**OBJECTIVES**:
A. Print everything in the after-action review passage from "Remediation Actions: Create" down to "state → FALSE_POSITIVE (terminal)", word for word.
B. Proceed with the after-action review passage, writing on from its last line.

After-Action Review Tab
The After-Action Review tab provides structured post-incident analysis:
Incident Metrics: Four reference cards showing Time to Detect (TTD), Time to Contain (TTC), Time to Recover (TTR), and Total Duration — calculated from incident timestamps.
After-Action Report: Eight structured narrative fields with autosave:
- Summary — High-level overview of the incident and its resolution
- What Happened — Detailed chronological account of events
- Detection & Analysis — How the incident was detected and initially assessed
- Response Effectiveness — Evaluation of the response actions taken
- Root Cause Analysis — What caused the incident and contributing factors
- Impact Assessment — Business, operational, and compliance impact
- Remediation Summary — Actions taken to prevent recurrence
- Lessons Learned — Key takeaways and process improvements
AI-Assisted Drafting: Click the AI button to generate draft content for all eight fields based on the incident's timeline, actions, and metadata. Review and edit the AI suggestions before finalizing.
Remediation Actions: Create and track follow-up remediation actions directly from the after-action review. Each action has a description, owner, due date, status, and source reference.
Review Status: The after-action review progresses through: Draft → In Review → Approved. Critical and High severity incidents require an approved after-action review before the incident can be closed.
Incident Lifecycle
REPORTED → TRIAGING → CONFIRMED → CONTAINING → CONTAINED
↓
ERADICATING → RECOVERING → RECOVERED
↓
POST_INCIDENT_REVIEW → CLOSED
Any state → FALSE_POSITIVE (terminal)

**LISTED ENTRIES**:
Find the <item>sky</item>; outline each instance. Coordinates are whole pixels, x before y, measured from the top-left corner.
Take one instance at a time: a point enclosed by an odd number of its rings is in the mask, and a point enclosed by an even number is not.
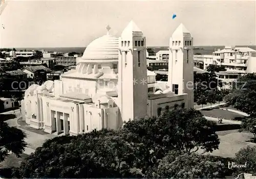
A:
[[[148,46],[168,46],[181,23],[194,45],[256,45],[254,1],[5,1],[2,48],[86,47],[106,34],[108,25],[111,35],[120,36],[131,20]]]

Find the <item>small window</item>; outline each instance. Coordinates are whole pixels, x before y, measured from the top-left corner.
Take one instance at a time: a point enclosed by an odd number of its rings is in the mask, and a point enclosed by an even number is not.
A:
[[[181,108],[185,108],[185,103],[182,103],[182,104],[181,104]]]
[[[162,111],[162,108],[158,108],[157,109],[157,115],[160,116],[161,115],[161,112]]]

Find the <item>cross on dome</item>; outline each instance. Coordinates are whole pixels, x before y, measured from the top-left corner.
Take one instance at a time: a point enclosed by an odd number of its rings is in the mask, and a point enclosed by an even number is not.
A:
[[[109,35],[109,31],[111,29],[111,28],[110,27],[110,25],[108,25],[106,27],[106,30],[108,31],[108,33],[107,33],[107,34]]]

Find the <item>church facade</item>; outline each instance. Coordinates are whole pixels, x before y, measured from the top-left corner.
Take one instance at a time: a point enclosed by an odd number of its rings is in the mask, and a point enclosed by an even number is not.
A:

**SET OF ANSWERS**:
A.
Remediation Actions: Create and track follow-up remediation actions directly from the after-action review. Each action has a description, owner, due date, status, and source reference.
Review Status: The after-action review progresses through: Draft → In Review → Approved. Critical and High severity incidents require an approved after-action review before the incident can be closed.
Incident Lifecycle
REPORTED → TRIAGING → CONFIRMED → CONTAINING → CONTAINED
↓
ERADICATING → RECOVERING → RECOVERED
↓
POST_INCIDENT_REVIEW → CLOSED
Any state → FALSE_POSITIVE (terminal)

B.
| Status | NIST Phase | Description |
|---|---|---|
| Reported | Detection & Analysis | Incident submitted, awaiting triage |
| Triaging | Detection & Analysis | Commander assessing severity and scope |
| Confirmed | Detection & Analysis | Verified as a real incident |
| Containing | Containment, Eradication & Recovery | Active containment in progress |
| Contained | Containment, Eradication & Recovery | Threat stopped, damage limited |
| Eradicating | Containment, Eradication & Recovery | Removing root cause |
| Recovering | Containment, Eradication & Recovery | Restoring normal operations |
| Recovered | Containment, Eradication & Recovery | Operations restored |
| Post-Incident Review | Post-Incident Activity | After-action review in progress |
| Closed | — | Incident fully resolved and documented |
| False Positive | — | Determined not to be a real incident |
Status transitions are enforced — you can only move forward through the lifecycle. Timestamps (containedAt, eradicatedAt, recoveredAt, closedAt) auto-populate on transitions.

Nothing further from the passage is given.